> **Travail à réaliser**
Citez sans rien modifier le passage de la critique littéraire qui s'ouvre sur les mots contenant « Je suis sincèrement » et se termine par « feu pour l'autre. ».

Du très bel ouvrage à l'écoute des autres, tout simplement !
Je suis sincèrement émerveillée par l'alliance d'un style sobre et poétique et d'une imagination si sensible aux problèmes profondément humains.
Pas de fioritures inutiles, les phrases peuvent être courtes, les mots choisis, voire inventés, les trouvailles poétiques originales.
Un petit goût de Désert me semble-t-il, qui m'a beaucoup plu.

Le dernier Le Clezio offre un livre en deux novellas, longues nouvelles d'une centaine de pages chacune, liées subtilement par la mer, ses bienfaits, ses dangers, et les vicissitudes des femmes pour survivre, se construire, prendre un nouveau départ, que ce soit sur l'île d'Udo au large du Japon ou en France - deux destins de jeunes filles tourmentées par l'ignorance de leurs origines, leur impuissance à maîtriser leurs vies, cherchant leur salut auprès de la mer pour l'une, dans le feu pour l'autre.

" La nuit tombe sur l'île. ", l'incipit épuré du premier texte Tempête. le narrateur, monsieur Kyo, revient sur l'île trente ans après la disparition de Mary, sa compagne disparue volontairement en mer, sans explication. Il avait vingt-huit ans, elle en avait quarante, il sortait de cinq années de prison pour avoir assisté à un viol sans être intervenu. Il rencontre June, jeune adolescente sans père, qui survit grâce à la vente des ormeaux que sa mère pêche, souvent au péril de sa vie. Une belle amitié salvatrice naît au fil des rencontres entre le solitaire vieillissant et la jeune sauvageonne qui vont se permettre mutuellement de croire en la vie et à nouveau en eux-mêmes, tout simplement, pour poursuivre chacun leur chemin.
Écrit à la première personne, renforçant ainsi la proximité avec le lecteur, le récit donne tour à tour la parole à Kyo et June, mêlant avec finesse leurs sentiments, leurs réflexions, leur détresse aussi.

> **Données enregistrées**
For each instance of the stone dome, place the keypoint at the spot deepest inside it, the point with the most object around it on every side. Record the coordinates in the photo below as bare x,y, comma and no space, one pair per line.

* * *

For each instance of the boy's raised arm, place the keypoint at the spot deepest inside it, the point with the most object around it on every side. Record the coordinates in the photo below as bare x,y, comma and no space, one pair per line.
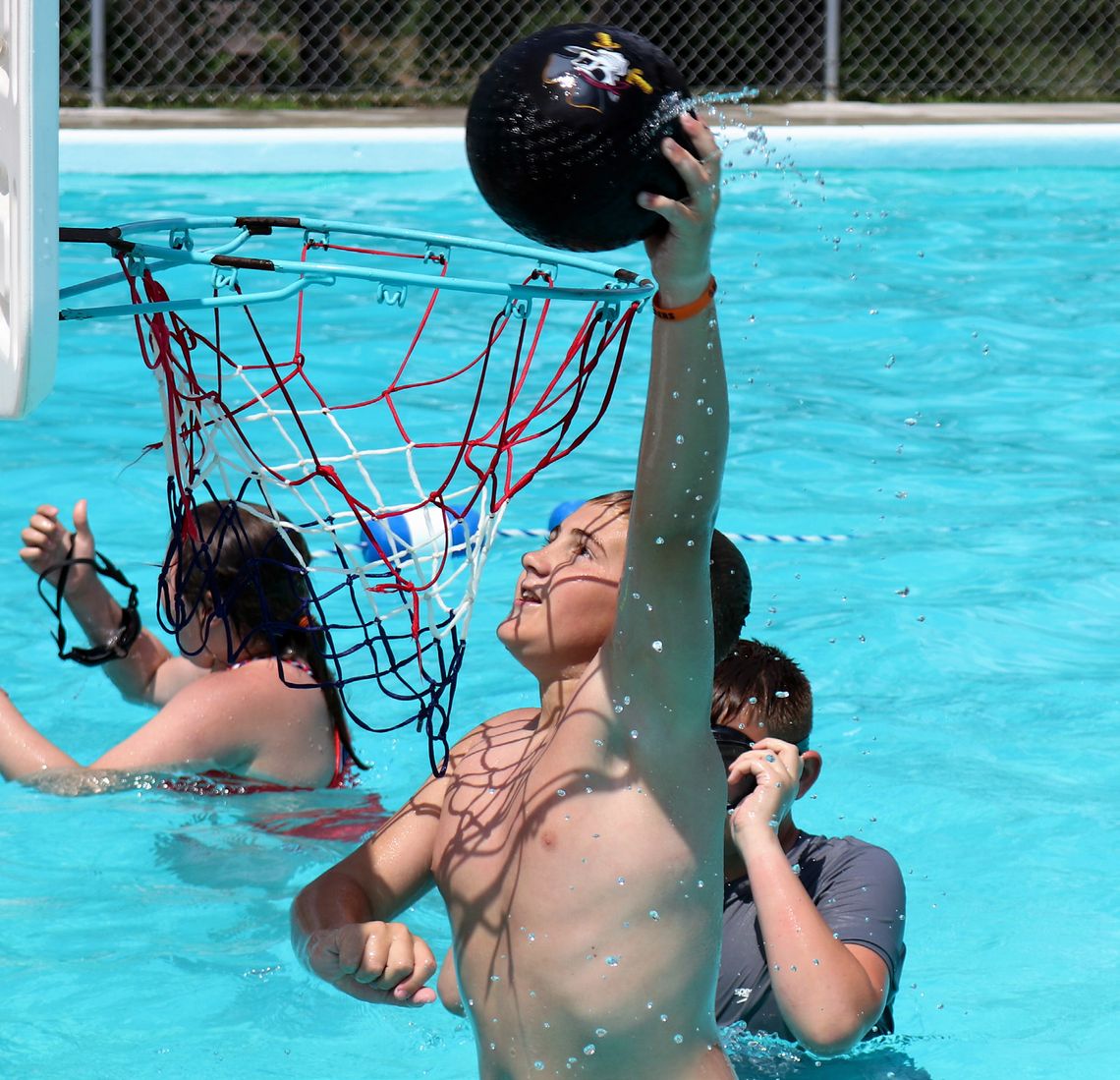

--

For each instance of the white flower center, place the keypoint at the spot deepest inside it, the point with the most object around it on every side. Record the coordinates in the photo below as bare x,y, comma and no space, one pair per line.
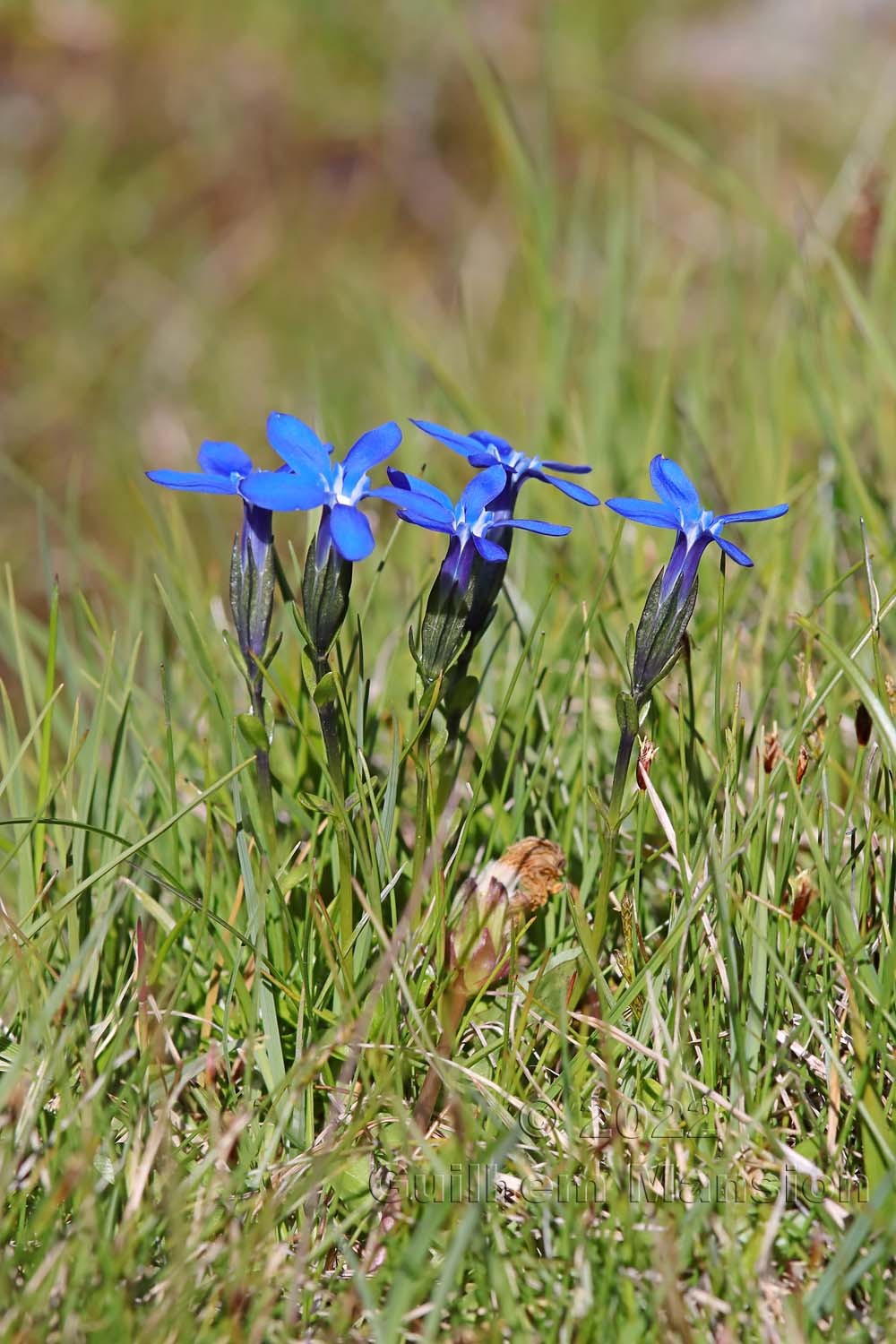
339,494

> **Corrigé de l'exercice**
Je suis sincèrement émerveillée par l'alliance d'un style sobre et poétique et d'une imagination si sensible aux problèmes profondément humains.
Pas de fioritures inutiles, les phrases peuvent être courtes, les mots choisis, voire inventés, les trouvailles poétiques originales.
Un petit goût de Désert me semble-t-il, qui m'a beaucoup plu.

Le dernier Le Clezio offre un livre en deux novellas, longues nouvelles d'une centaine de pages chacune, liées subtilement par la mer, ses bienfaits, ses dangers, et les vicissitudes des femmes pour survivre, se construire, prendre un nouveau départ, que ce soit sur l'île d'Udo au large du Japon ou en France - deux destins de jeunes filles tourmentées par l'ignorance de leurs origines, leur impuissance à maîtriser leurs vies, cherchant leur salut auprès de la mer pour l'une, dans le feu pour l'autre.